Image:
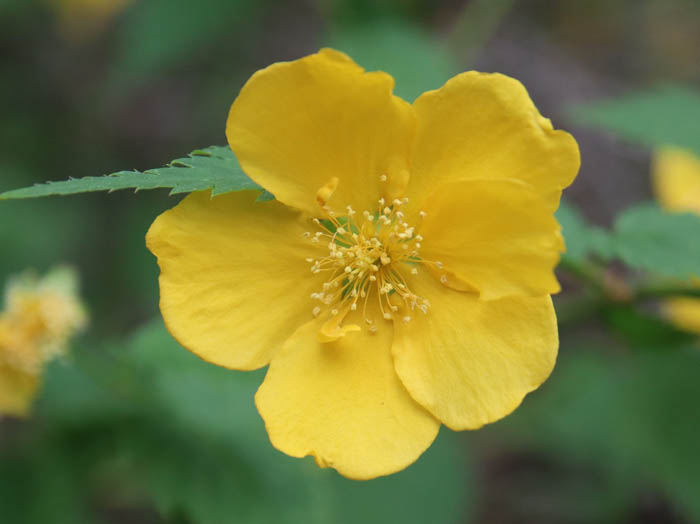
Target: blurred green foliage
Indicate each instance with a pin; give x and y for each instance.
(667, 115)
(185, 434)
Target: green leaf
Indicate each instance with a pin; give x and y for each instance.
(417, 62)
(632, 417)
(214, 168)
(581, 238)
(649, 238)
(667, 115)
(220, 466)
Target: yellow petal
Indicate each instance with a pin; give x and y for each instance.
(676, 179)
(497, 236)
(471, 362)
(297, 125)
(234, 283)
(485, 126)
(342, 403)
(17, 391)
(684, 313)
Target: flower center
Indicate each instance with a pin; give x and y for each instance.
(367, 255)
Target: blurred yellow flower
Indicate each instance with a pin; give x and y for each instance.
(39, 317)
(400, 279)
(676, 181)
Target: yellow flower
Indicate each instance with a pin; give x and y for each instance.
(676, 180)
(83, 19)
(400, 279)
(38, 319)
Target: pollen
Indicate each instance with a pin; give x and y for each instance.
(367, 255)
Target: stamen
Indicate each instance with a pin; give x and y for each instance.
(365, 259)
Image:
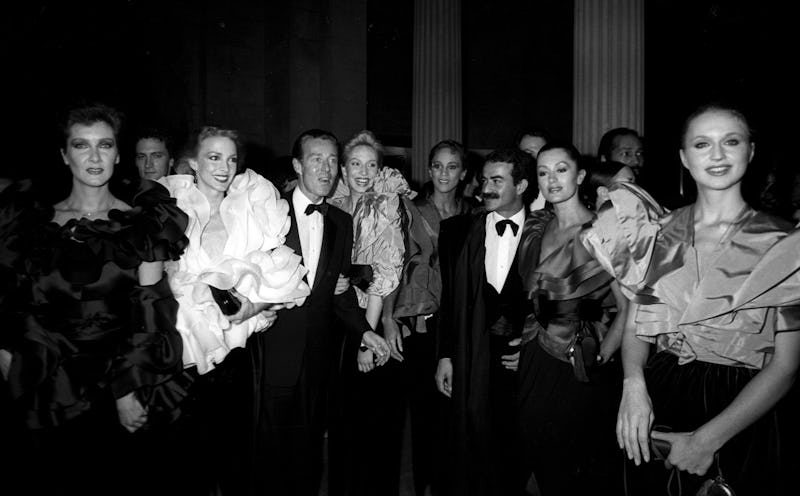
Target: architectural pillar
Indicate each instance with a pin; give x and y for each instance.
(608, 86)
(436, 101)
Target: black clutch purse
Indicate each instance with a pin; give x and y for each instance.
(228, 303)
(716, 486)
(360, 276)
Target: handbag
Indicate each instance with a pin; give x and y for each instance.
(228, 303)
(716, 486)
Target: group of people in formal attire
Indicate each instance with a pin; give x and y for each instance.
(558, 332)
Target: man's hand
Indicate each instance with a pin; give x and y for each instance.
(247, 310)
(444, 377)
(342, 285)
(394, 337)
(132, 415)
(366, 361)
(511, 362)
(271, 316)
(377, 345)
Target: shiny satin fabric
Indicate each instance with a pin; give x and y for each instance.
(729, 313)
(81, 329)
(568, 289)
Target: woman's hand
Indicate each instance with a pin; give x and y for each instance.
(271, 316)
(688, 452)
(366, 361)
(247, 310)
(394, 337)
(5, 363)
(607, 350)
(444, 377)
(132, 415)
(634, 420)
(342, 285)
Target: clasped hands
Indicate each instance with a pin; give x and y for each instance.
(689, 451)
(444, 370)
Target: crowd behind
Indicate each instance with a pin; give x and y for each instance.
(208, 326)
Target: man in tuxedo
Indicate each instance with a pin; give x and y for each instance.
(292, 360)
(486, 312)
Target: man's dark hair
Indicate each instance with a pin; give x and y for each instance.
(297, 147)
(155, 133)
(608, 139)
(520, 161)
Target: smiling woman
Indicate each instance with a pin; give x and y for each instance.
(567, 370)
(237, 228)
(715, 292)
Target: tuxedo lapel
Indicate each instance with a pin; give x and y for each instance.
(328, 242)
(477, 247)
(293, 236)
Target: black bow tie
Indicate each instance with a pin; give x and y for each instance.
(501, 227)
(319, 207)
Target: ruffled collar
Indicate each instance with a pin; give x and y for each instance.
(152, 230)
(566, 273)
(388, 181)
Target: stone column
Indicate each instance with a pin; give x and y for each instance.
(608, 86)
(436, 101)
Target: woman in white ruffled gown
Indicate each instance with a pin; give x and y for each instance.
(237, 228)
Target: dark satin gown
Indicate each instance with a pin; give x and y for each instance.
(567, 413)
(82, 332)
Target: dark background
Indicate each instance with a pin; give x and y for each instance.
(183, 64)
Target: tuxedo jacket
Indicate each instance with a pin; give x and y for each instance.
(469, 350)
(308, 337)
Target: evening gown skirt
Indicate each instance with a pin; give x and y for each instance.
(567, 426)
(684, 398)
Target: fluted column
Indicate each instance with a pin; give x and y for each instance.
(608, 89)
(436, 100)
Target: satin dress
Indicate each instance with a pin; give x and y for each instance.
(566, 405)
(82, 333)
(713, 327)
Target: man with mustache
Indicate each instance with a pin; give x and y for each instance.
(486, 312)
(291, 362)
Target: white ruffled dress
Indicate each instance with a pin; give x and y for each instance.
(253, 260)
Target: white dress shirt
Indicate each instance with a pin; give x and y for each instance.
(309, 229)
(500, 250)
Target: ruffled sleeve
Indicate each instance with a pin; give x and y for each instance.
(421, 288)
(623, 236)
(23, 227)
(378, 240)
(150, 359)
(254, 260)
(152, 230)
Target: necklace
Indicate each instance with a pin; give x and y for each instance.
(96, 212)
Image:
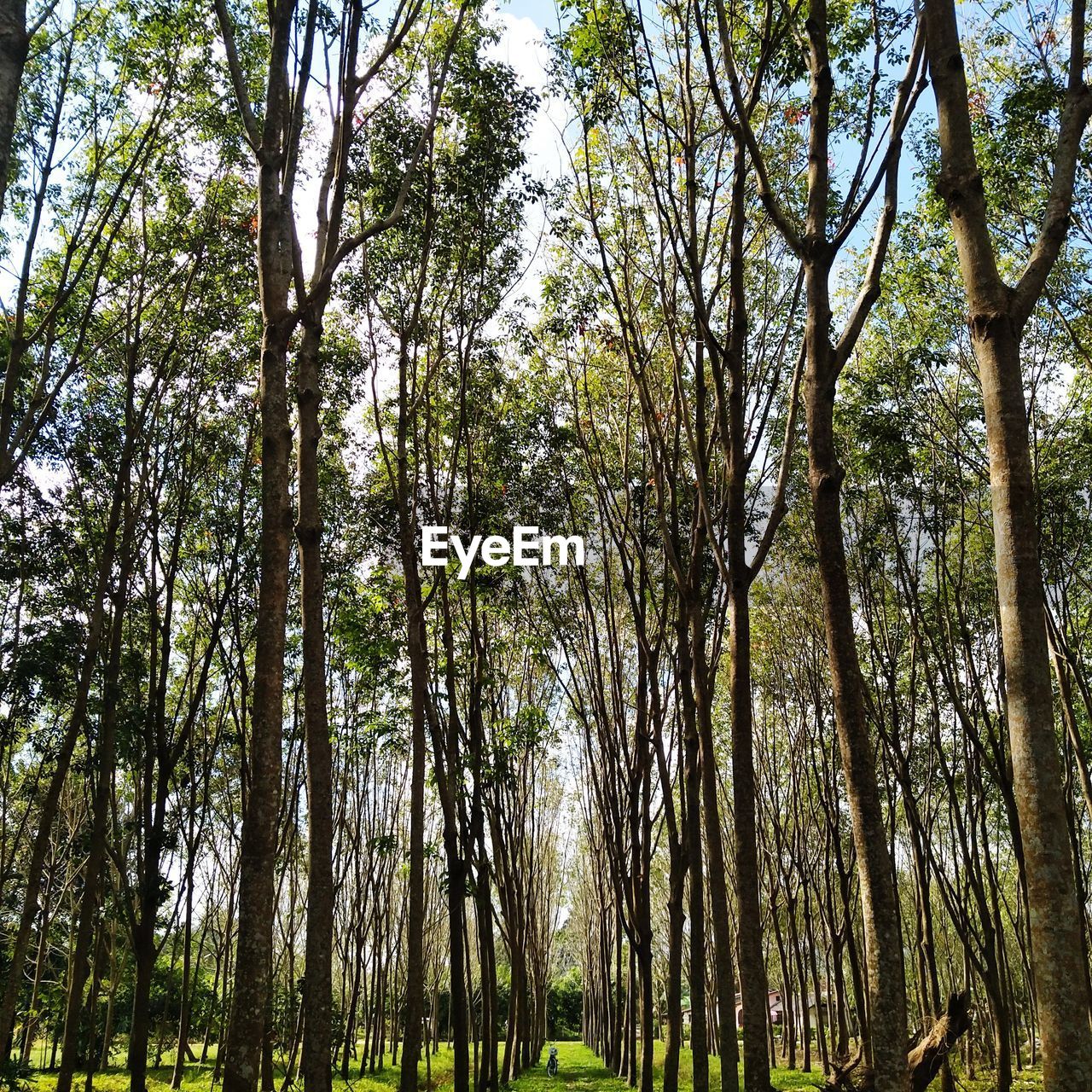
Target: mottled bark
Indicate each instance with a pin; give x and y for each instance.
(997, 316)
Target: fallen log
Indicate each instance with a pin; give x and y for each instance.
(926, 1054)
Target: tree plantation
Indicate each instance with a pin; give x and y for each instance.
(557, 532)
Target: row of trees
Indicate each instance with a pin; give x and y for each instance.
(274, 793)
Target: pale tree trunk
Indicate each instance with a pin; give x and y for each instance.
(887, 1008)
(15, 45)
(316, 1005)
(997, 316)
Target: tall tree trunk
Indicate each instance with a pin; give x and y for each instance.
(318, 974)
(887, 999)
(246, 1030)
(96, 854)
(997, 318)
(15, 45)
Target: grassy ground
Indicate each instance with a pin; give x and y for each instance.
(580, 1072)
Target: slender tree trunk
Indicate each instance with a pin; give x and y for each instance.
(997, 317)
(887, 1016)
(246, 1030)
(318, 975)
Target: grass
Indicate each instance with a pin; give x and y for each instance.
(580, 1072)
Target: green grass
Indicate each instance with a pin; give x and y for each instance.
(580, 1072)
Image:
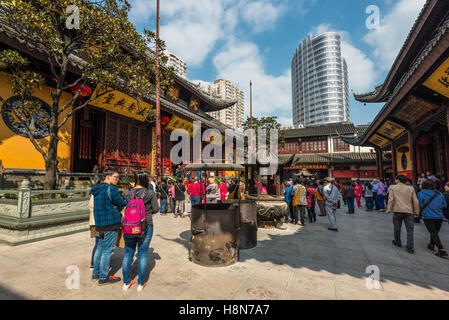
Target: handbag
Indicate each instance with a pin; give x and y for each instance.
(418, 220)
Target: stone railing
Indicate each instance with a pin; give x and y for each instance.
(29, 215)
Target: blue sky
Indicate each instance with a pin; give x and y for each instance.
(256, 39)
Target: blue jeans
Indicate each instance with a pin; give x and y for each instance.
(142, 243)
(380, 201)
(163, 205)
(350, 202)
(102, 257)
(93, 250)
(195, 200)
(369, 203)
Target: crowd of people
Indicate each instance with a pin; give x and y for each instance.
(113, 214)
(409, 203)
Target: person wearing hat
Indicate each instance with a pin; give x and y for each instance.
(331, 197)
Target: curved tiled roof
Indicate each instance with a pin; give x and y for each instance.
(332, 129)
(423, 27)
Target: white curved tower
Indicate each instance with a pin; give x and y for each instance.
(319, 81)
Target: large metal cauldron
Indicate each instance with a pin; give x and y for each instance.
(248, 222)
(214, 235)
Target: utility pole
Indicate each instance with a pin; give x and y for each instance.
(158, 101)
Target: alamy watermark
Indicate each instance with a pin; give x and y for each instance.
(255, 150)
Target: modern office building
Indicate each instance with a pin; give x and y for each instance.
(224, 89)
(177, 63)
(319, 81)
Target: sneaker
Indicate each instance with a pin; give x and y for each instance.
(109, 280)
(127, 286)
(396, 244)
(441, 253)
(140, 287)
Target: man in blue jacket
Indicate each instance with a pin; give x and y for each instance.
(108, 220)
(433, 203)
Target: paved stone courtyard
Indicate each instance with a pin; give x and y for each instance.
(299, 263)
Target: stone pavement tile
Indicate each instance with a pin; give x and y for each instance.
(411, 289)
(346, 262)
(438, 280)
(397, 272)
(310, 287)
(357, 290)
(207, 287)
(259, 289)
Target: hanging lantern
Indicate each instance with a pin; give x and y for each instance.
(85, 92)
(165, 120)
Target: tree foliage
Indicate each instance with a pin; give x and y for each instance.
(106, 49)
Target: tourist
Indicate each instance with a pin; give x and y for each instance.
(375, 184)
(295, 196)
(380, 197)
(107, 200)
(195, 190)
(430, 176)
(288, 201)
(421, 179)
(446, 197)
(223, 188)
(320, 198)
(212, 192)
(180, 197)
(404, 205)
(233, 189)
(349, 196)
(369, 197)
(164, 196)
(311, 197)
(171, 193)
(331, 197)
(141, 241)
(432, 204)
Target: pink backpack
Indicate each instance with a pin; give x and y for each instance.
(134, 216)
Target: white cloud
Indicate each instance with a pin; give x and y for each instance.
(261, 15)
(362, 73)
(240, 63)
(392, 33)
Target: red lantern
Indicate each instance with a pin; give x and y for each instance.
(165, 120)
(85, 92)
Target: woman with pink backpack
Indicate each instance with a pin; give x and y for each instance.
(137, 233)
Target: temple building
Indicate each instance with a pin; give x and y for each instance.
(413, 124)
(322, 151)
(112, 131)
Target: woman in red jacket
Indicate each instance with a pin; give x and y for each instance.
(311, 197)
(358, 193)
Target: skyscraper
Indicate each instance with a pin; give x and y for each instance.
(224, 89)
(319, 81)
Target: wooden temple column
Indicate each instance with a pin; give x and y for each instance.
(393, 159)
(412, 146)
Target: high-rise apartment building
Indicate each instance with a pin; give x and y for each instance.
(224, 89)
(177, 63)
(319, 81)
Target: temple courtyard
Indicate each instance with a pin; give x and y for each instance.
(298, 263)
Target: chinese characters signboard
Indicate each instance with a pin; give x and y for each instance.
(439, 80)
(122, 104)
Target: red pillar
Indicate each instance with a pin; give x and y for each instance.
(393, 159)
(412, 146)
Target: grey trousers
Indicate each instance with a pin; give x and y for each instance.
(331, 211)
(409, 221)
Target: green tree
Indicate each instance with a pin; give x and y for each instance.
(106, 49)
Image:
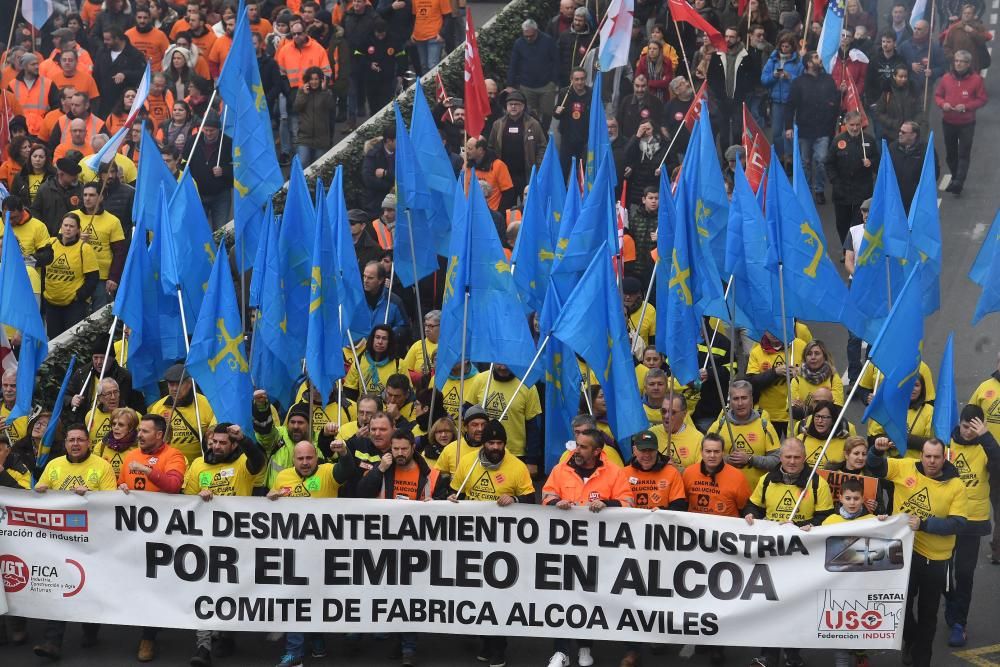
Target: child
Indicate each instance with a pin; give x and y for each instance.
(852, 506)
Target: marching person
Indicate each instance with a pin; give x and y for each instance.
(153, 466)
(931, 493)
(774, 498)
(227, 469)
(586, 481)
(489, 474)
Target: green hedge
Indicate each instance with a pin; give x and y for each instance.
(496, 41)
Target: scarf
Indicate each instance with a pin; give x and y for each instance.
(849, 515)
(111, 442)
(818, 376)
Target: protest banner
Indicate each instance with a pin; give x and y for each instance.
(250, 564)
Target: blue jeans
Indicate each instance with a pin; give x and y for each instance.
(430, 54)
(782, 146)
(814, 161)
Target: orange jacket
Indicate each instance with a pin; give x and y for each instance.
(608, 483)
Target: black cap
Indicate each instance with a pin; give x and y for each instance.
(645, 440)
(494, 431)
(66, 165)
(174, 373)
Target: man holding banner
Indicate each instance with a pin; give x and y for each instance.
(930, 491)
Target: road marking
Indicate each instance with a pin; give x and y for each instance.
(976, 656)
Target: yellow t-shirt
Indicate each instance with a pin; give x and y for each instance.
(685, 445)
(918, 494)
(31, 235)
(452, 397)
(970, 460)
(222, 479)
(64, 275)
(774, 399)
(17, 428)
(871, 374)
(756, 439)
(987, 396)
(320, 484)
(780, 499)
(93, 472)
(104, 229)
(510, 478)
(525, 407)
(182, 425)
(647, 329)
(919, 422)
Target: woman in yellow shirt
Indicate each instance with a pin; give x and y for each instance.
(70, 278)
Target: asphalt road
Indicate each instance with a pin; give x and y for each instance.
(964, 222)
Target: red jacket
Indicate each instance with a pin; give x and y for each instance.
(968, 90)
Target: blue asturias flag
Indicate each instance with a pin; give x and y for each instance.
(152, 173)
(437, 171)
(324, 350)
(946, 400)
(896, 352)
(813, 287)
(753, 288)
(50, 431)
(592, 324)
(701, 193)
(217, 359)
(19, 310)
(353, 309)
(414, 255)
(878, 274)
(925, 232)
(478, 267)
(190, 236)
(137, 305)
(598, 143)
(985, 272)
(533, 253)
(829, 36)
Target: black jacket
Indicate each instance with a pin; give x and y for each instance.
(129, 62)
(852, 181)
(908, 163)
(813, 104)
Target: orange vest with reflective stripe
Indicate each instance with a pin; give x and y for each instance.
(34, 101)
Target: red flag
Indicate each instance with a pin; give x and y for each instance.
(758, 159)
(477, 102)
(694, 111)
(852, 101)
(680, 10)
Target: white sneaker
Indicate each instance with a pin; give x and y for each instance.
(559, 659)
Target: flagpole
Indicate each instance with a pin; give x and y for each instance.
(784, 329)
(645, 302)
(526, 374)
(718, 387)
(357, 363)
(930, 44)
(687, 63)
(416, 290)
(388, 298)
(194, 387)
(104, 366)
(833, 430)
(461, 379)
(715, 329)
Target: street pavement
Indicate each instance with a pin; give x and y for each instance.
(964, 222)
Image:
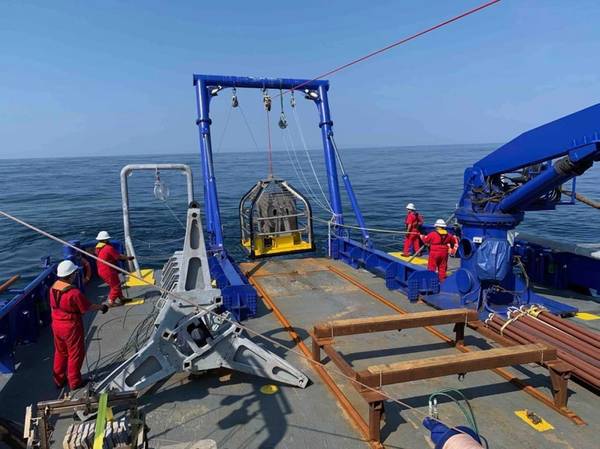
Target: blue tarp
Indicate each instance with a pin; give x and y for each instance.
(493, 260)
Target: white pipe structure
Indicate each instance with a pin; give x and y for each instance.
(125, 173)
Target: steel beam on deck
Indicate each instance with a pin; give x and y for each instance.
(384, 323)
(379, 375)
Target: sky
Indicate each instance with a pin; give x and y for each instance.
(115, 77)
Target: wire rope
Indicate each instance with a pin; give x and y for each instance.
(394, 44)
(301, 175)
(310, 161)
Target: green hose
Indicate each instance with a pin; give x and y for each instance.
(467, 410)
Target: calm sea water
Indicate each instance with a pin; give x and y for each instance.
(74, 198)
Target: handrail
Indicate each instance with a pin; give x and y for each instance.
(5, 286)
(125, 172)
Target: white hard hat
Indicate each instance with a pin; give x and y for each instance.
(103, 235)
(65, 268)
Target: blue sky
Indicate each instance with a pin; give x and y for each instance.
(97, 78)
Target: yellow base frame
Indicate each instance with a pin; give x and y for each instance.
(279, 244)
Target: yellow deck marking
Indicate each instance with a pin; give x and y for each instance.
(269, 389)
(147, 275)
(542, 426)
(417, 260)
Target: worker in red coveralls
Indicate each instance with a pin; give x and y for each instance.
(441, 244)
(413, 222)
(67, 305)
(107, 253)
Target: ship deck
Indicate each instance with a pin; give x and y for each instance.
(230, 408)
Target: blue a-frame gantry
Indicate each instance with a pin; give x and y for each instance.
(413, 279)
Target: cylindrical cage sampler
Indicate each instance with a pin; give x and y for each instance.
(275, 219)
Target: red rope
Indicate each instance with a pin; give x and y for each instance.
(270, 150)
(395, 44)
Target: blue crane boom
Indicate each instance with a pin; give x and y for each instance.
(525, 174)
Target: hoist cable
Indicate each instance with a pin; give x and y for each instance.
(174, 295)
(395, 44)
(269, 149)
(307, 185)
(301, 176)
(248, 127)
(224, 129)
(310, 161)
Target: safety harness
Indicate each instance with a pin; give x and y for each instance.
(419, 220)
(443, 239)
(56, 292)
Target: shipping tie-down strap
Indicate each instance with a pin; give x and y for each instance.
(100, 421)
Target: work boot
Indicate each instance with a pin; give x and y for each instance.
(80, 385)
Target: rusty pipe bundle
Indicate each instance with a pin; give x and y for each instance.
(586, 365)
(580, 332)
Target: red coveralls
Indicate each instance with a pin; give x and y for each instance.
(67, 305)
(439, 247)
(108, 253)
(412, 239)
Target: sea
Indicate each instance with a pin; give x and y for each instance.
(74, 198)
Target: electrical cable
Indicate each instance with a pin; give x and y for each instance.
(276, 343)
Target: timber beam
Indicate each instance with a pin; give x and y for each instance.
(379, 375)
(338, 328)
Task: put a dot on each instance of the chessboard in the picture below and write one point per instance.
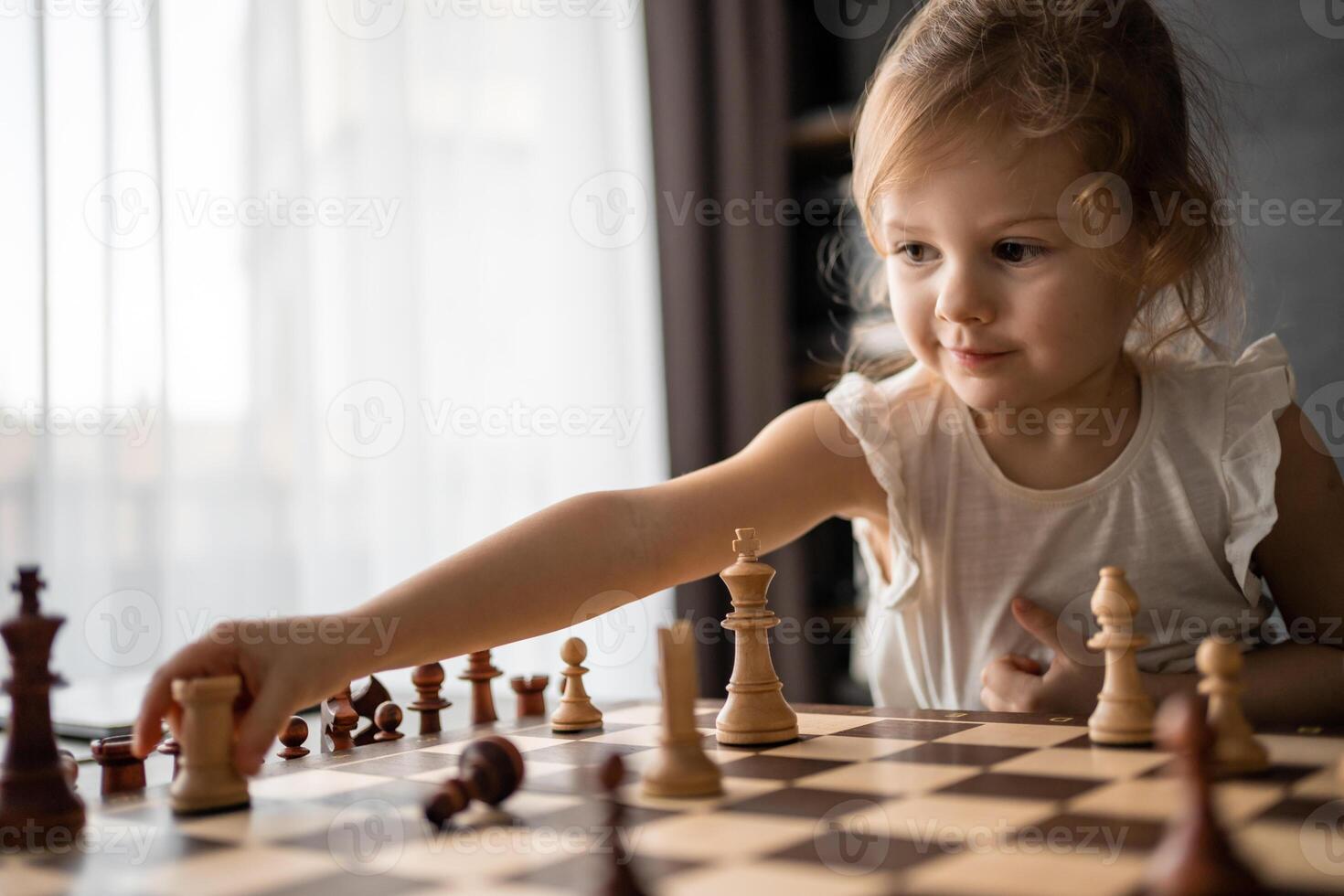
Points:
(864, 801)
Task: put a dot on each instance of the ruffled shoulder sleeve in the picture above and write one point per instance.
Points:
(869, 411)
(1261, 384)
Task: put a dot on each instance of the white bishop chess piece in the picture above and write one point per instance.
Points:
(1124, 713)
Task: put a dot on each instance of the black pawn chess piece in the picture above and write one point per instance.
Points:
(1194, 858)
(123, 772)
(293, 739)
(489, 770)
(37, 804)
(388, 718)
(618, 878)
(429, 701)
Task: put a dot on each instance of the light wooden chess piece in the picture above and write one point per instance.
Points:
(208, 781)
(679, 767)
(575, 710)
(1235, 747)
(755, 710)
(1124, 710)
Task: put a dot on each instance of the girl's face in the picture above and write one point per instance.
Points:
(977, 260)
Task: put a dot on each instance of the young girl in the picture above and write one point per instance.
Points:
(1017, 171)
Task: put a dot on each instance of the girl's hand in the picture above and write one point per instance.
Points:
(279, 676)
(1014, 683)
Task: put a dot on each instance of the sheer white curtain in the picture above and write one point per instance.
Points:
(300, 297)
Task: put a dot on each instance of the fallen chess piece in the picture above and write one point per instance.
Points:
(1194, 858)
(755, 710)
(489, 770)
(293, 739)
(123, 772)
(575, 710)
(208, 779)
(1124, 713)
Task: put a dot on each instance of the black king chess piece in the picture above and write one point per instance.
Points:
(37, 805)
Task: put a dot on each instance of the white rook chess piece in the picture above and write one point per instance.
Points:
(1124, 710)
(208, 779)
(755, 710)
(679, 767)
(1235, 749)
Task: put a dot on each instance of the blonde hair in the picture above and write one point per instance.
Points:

§ **STATED PROBLEM**: Update the material from the line with "Task: put a dot on each instance of the black pawn" up to and including its last line, changing every "chess piece" to "game piece" and leaving everything else as it is. Give back only those lines.

§ **SOLUTION BELOW**:
Task: put a dot on each instance of the black pawn game piece in the picture above and write one point per instance.
Points:
(1194, 858)
(123, 772)
(293, 739)
(489, 770)
(37, 804)
(388, 718)
(618, 878)
(429, 701)
Task: put a dot on each instance of the light wooden game piece in the picture above and write one point per instance.
Points:
(208, 781)
(679, 767)
(575, 710)
(1235, 747)
(755, 710)
(1124, 710)
Task: put a dot on each instance of the girl's face in the picture above and write one point per instance.
Points:
(977, 260)
Task: put a dot on each instance of the young girl in the picture above and write one point per instance.
Points:
(1017, 171)
Task: put a dot on each instance of the girl's hand in the picture above and write one point per instance.
Points:
(279, 676)
(1014, 683)
Task: put a dot on each instance of the sheer white curtain in the picture above and write one point per instance.
Points:
(300, 297)
Task: put a dot on each instance of the fallen game piece in the picture above and write one point per instance.
Points:
(1194, 858)
(755, 710)
(489, 770)
(293, 739)
(123, 772)
(575, 710)
(208, 779)
(1124, 713)
Task: put a dot on each instance of the black king game piece in the picture above and write one point per instance.
Points:
(37, 805)
Task: put a dot on each instance of the white rook game piece in the picture above and write one point per instance.
Points:
(1124, 710)
(208, 779)
(755, 710)
(679, 767)
(1235, 749)
Task: put a dot on each instance of the blonde hair in the picture above and write one point per instance.
Points:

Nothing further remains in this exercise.